╭─ Page extract

Only to amplify what jti said.
What did your Mom want? What would she have preferred?
My Mom wanted a simple memorial service in the Church she had attended for the last 50 years.
A quiet conversation with the priest got her what she wanted.

I have conducted and spoken at a few funerals in the not too distant past. What happens is largely under your control, if you wish. You can also turn everything over to someone else (the funeral director, your clergyman, etc.) if you’d rather.

I’m a religious person (I was serving as a bishop in the Mormon church, which is why I was conducting funerals) and the best funerals I attended had two messages: One was more religious, a message of hope and faith, the other was more personal, a celebration of the life of the person who had died.

If that’s what you want, typically the minister delivers the religious message and a family member or close friend delivers the eulogy.

My neighbor passed away last year and they had a time for people in the congregation to stand and recount an experience with him or to tell what he had meant in their lives. That was very nice.

It’s nice to have a favorite hymn also. Music is very soothing. If someone is gifted and wouldn’t mind performing it adds a lot. My experience is that people are very ready to reach out and help.

Let me add that I can’t remember an occasion when I didn’t feel better after the service. I realize others may feel differently but I’m always saddened when I read in the paper that someone requested that there be no services. That final gathering means a lot to those that are left, I think.

Best wishes in this difficult time, Kelli.

Thanks. Mom has picked out her music etc and has wrote down her wishes, including thefuneral home etc. I thought I would speak…but I cant. My brother offered to do it do I wouldnt have to (I am the oldest).

╰─

▶ _The task_: Reproduce the part of the funeral discussion from "I’m a religious" up to and including "who had died.", replacing "bishop" with "elder".

╭─ Data under study

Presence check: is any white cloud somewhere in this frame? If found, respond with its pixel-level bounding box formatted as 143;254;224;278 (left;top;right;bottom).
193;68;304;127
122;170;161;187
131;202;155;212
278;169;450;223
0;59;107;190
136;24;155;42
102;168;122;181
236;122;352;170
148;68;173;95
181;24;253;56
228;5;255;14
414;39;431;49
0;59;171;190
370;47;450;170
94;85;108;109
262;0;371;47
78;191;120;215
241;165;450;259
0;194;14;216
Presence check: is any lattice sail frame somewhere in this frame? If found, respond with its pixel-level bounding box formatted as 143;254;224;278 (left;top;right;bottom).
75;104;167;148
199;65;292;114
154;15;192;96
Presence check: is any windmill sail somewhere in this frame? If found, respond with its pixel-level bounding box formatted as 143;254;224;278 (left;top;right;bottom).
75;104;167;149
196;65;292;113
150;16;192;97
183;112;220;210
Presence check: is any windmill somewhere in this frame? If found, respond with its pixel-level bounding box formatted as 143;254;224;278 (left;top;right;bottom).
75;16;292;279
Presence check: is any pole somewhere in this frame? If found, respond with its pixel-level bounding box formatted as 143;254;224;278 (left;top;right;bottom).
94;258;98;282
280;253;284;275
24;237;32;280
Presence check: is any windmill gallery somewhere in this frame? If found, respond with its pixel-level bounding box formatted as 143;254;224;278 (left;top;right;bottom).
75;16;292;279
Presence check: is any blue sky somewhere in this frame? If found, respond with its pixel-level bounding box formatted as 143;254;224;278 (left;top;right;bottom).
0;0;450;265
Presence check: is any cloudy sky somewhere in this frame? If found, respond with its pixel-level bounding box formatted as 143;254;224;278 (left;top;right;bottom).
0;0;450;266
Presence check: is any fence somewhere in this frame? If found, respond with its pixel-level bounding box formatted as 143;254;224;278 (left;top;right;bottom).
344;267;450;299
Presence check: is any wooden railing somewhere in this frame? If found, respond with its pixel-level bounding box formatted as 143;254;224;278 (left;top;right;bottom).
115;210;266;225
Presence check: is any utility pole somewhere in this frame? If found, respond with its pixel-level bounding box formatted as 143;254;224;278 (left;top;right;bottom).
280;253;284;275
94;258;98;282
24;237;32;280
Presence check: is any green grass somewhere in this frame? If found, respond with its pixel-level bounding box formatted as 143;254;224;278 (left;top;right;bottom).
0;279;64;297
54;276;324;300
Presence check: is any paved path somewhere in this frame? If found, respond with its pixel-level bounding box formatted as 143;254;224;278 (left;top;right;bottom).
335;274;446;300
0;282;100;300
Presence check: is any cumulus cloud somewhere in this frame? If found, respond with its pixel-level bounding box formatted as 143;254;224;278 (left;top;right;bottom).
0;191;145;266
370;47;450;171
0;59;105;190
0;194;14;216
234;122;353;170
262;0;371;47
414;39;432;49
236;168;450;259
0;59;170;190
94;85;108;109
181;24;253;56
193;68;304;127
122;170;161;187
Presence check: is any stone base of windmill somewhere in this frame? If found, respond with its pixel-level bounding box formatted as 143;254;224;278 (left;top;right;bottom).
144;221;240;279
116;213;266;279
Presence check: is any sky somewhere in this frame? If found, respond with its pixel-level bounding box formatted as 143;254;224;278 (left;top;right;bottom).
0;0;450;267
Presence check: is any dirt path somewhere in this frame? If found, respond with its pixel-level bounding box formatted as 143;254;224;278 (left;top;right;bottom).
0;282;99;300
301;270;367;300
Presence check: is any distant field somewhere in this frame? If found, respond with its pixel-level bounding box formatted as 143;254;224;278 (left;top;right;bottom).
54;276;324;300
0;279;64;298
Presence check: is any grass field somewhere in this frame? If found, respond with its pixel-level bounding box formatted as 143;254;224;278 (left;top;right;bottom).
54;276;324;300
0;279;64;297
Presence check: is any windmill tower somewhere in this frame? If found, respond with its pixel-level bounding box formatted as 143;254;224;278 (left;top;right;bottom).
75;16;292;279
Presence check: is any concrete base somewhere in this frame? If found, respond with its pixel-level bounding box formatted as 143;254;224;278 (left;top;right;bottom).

╰─

▶ _Solution to the problem_:
I’m a religious person (I was serving as a elder in the Mormon church, which is why I was conducting funerals) and the best funerals I attended had two messages: One was more religious, a message of hope and faith, the other was more personal, a celebration of the life of the person who had died.